> AVAILABLE DATA
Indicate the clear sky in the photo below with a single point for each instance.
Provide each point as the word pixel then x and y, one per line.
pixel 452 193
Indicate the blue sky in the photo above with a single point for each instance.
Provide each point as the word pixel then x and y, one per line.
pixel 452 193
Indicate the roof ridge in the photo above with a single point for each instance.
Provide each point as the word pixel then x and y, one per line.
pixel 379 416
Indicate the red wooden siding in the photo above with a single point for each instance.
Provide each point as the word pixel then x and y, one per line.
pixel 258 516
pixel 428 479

> TASK STATEMENT
The records above must be transcribed in full, word for word.

> ANSWER BELOW
Indicate the clear sky in the photo below with a single point for each instance.
Provide each point as the word pixel then x and y, one per line.
pixel 452 193
Indicate the blue sky in the photo above with a single point for each instance.
Provide each point as the word pixel then x and y, one per line.
pixel 452 193
Indicate the roof ridge in the photo above with a single point for each instance.
Provide each point as the word pixel then x and y, one per line.
pixel 379 416
Indicate the red wooden siding in the photo above with a single point for each instance.
Provide each point as the word pixel then x and y, one per line.
pixel 258 516
pixel 428 479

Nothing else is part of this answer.